··· Texto de estudio ···

Con toda evidencia el padre provincial sabía que los servicios secretos lo tenían en observación. Y que si esta carta era interceptada difícilmente los militares podrían sospechar. El jesuita español no la tomó muy bien, pero comprendió que la situación estaba peor de lo que imaginaba. El tono emplea­do y la metáfora sobre el estado de salud lo impresionaron, suscitándole preguntas a las que el año siguiente iba a dar una dramática respuesta.

···

* Consignas:
[1] Enumera todas las personas o grupos de personas que aparecen nombrados en el texto de estudio.
[2] Según el texto de estudio, ¿qué impresionó al jesuita español?
[3] Transcribe del texto de estudio todo lo que va desde "Con toda evidencia" hasta "una dramática respuesta.".

··· Datos para analizar ···

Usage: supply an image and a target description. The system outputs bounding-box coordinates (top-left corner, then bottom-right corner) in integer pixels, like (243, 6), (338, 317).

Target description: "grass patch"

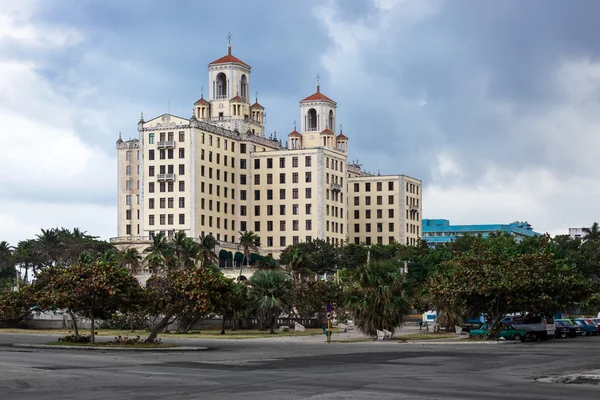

(393, 333), (457, 342)
(44, 342), (180, 349)
(0, 328), (332, 340)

···

* Soluciones por tarea:
[1] El padre provincial, los servicios secretos, los militares y el jesuita español.

[2] El tono empleado y la metáfora sobre el estado de salud.

[3]
Con toda evidencia el padre provincial sabía que los servicios secretos lo tenían en observación. Y que si esta carta era interceptada difícilmente los militares podrían sospechar. El jesuita español no la tomó muy bien, pero comprendió que la situación estaba peor de lo que imaginaba. El tono emplea­do y la metáfora sobre el estado de salud lo impresionaron, suscitándole preguntas a las que el año siguiente iba a dar una dramática respuesta.